• **Description of the task**: Copy out the entries below, substituting "hair" for each occurrence of "long hair" and keeping everything else the same.

• **Supplied material**:
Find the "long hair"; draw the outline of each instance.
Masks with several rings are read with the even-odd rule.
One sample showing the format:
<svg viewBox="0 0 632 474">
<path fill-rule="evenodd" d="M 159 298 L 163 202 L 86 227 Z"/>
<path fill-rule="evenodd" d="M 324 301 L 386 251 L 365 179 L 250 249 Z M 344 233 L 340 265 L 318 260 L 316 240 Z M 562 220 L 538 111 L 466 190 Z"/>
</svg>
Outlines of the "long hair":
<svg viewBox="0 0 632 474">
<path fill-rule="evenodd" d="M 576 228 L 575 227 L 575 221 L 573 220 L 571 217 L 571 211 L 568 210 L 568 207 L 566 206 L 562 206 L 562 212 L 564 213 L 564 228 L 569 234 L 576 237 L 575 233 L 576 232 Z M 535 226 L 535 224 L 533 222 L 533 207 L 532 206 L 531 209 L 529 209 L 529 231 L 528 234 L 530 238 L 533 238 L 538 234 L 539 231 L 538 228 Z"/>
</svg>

• **Exercise answer**:
Find the "hair"; draw the outline of each instance.
Masks with several rings are read with the even-odd rule.
One sample showing the format:
<svg viewBox="0 0 632 474">
<path fill-rule="evenodd" d="M 159 298 L 163 202 L 86 227 Z"/>
<path fill-rule="evenodd" d="M 324 301 L 386 251 L 365 179 L 250 249 Z M 344 233 L 340 265 L 318 260 L 316 240 Z M 562 220 L 538 111 L 466 190 Z"/>
</svg>
Outlines of the "hair":
<svg viewBox="0 0 632 474">
<path fill-rule="evenodd" d="M 576 228 L 575 227 L 575 221 L 573 220 L 571 217 L 571 211 L 568 210 L 568 207 L 566 206 L 562 206 L 562 212 L 564 213 L 564 228 L 569 234 L 576 237 L 575 233 L 576 232 Z M 535 226 L 535 224 L 533 222 L 533 207 L 532 206 L 531 209 L 529 209 L 529 231 L 528 234 L 530 238 L 533 238 L 538 234 L 539 231 L 538 228 Z"/>
</svg>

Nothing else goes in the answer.